TASKS AND EXERCISES:
1. Using only the album review below, say whether each statement agrees with it. Answer yes or no, and quote the words from the review that decide it. (a) The album is said to have more complex structures than the artist's earlier work. (b) The review says the album offers melodic structures rarely heard in previous albums. (c) The fourth track is titled "Lord have Mercy".
2. Reproduce word for word the part of the album review that opens with the words "3 The Happy" and closes with "ambient Berlin School)".

EXERCISE PASSAGE:
- Opening Delimiter -
• Sylvain Lupari

Syndromeda Order in the Chaos of Life (2022)

Updated: Oct 12

Syndromeda's best of all eras? I think so!

1 Born out of Chaos 12:44

2 The Silence after Chaos 15:31

3 The Happy Few 12:30

4 Carroussel 9:17

5 At the End Everything will be OK 13:47

6 Lord have Mercy 9:57

SynGate SS30

(CD-(r)/DDL 73:49) (V.F.)

(Dark ambient Berlin School)

Organic sequences, chirping effects stuck on convoluted and twisted synth lines, sharp synth blasts and muffled, sometimes rubbery, rhythms are always in tune with the musical tales of the Syndromeda universe. Flirting between Berlin School and psybient in a music of ambiences always close to the darkness, the Belgian musician delivers us a very strong album in ORDER IN THE CHAOS OF LIFE. Danny Budts abandons somewhat his more complex structures in order to offer a more direct album that depicts the reality of a societal era confronted with new viruses, both medical and computer, pandemic, war and famine that it creates in the less well off people and finally the recession that it creates in a society increasingly focused on individualism and narcissism. In a perfect balance between its legendary atmospheric phases and its bouncy rhythms like worn rubber, Syndromeda draws from its nostalgia to offer beautiful melodic structures rarely heard in its previous albums. In short, something new from Syndromeda!
- Closing Delimiter -
DATA EXCERPTS:
- Opening Delimiter -
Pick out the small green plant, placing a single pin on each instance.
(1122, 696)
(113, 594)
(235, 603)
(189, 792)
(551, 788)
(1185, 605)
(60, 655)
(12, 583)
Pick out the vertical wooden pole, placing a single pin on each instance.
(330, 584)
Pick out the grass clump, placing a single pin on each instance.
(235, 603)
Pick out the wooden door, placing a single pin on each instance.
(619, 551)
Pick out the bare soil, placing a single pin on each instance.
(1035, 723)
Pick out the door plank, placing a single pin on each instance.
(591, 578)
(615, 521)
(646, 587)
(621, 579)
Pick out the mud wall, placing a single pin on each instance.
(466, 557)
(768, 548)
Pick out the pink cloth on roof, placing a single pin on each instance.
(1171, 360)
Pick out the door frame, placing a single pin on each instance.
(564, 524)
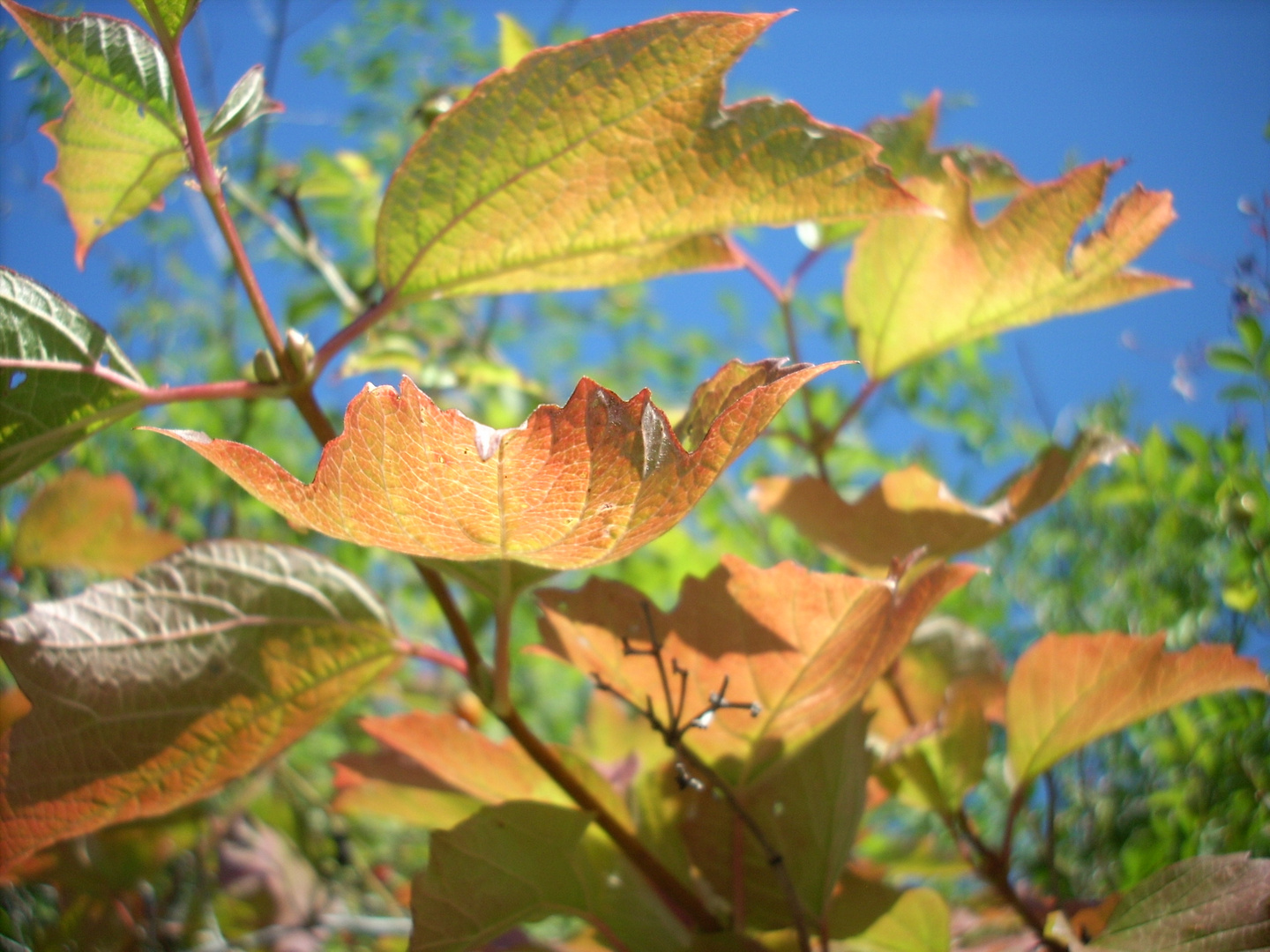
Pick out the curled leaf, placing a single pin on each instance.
(88, 522)
(1071, 689)
(911, 509)
(573, 487)
(918, 286)
(153, 692)
(611, 160)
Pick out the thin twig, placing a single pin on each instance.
(306, 249)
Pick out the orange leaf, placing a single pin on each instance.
(88, 522)
(153, 692)
(911, 509)
(918, 286)
(804, 645)
(573, 487)
(1068, 691)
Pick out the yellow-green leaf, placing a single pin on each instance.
(611, 160)
(918, 286)
(88, 522)
(514, 42)
(167, 16)
(911, 509)
(918, 922)
(1071, 689)
(907, 149)
(153, 692)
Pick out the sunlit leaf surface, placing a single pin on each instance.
(611, 160)
(918, 286)
(1071, 689)
(576, 485)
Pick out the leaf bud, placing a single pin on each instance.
(265, 368)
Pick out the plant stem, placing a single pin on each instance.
(773, 857)
(210, 183)
(678, 897)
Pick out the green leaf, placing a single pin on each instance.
(1204, 904)
(612, 160)
(153, 692)
(918, 922)
(1229, 358)
(521, 862)
(120, 140)
(172, 14)
(918, 286)
(810, 807)
(74, 381)
(514, 42)
(245, 103)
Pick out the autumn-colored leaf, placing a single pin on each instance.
(1203, 904)
(918, 922)
(810, 805)
(911, 509)
(521, 862)
(611, 160)
(173, 14)
(1071, 689)
(152, 692)
(571, 487)
(121, 140)
(88, 522)
(918, 286)
(907, 149)
(61, 376)
(804, 645)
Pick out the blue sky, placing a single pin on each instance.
(1179, 89)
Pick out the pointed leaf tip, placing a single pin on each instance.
(574, 485)
(562, 197)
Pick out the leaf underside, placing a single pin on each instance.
(60, 400)
(153, 692)
(611, 160)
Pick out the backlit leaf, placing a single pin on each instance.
(1071, 689)
(521, 862)
(156, 691)
(918, 922)
(909, 508)
(810, 807)
(514, 42)
(612, 160)
(907, 149)
(918, 286)
(245, 103)
(573, 487)
(804, 645)
(1203, 904)
(61, 376)
(121, 140)
(88, 522)
(173, 14)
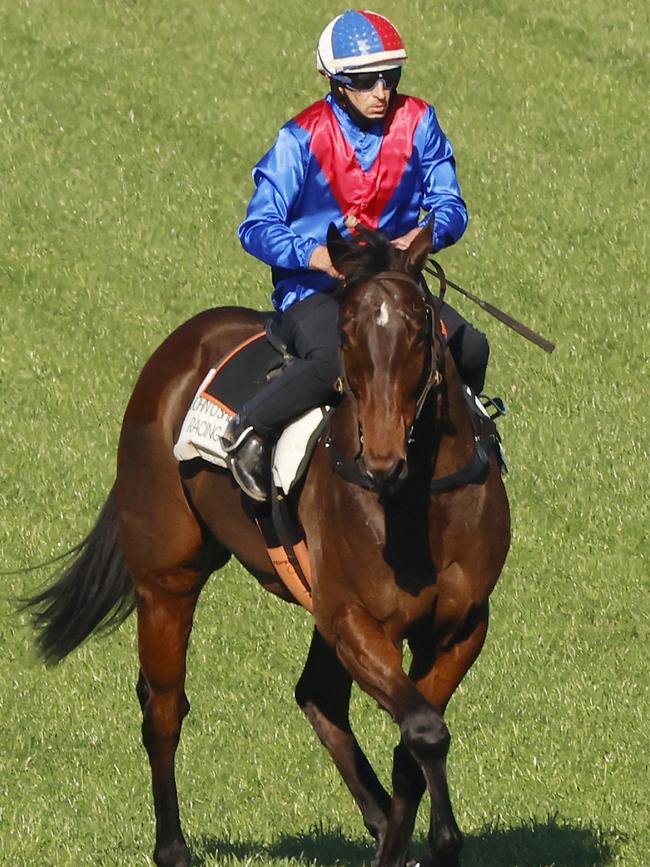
- Closing Delimiter -
RESULTS FOR THE EXERCISE:
1.
(a) No: "Danny Budts abandons somewhat his more complex structures in order to offer a more direct album"
(b) Yes: "to offer beautiful melodic structures rarely heard in its previous albums"
(c) No: "4 Carroussel 9:17"

2.
3 The Happy Few 12:30

4 Carroussel 9:17

5 At the End Everything will be OK 13:47

6 Lord have Mercy 9:57

SynGate SS30

(CD-(r)/DDL 73:49) (V.F.)

(Dark ambient Berlin School)